START

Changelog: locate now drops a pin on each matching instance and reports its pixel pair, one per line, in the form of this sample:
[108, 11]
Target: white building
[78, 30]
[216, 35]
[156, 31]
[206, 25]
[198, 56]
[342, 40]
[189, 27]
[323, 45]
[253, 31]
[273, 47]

END
START

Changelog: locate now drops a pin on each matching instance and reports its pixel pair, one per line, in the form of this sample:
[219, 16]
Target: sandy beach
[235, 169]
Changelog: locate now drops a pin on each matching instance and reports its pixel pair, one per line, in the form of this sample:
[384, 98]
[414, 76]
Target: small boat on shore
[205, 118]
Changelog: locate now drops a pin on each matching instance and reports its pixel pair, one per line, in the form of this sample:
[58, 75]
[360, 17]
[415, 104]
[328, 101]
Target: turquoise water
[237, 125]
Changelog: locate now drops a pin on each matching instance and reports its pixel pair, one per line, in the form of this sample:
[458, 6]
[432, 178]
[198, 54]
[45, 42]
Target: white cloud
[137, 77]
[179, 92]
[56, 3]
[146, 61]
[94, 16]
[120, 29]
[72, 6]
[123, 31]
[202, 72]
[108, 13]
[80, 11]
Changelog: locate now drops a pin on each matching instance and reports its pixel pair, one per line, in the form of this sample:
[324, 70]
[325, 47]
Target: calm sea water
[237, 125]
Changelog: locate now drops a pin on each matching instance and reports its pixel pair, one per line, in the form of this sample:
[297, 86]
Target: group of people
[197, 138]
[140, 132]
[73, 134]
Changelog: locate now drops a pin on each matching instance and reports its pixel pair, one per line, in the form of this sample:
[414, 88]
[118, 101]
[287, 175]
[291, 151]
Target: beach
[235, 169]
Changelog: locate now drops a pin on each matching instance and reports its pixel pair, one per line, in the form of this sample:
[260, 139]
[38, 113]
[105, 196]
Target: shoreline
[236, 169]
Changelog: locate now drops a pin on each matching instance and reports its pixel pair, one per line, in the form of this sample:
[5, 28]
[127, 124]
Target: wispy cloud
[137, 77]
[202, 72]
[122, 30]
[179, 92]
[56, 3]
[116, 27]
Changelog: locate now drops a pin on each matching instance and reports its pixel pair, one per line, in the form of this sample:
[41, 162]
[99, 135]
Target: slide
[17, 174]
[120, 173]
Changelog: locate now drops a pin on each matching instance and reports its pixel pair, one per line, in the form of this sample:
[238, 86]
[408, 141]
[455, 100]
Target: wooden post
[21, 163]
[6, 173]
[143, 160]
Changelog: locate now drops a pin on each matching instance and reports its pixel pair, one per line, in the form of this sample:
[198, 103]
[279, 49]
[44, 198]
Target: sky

END

GOAL OF THE EXERCISE – State how many lines in the material above contain the word "white". Reply with the number alone.

EXERCISE OUTPUT – 2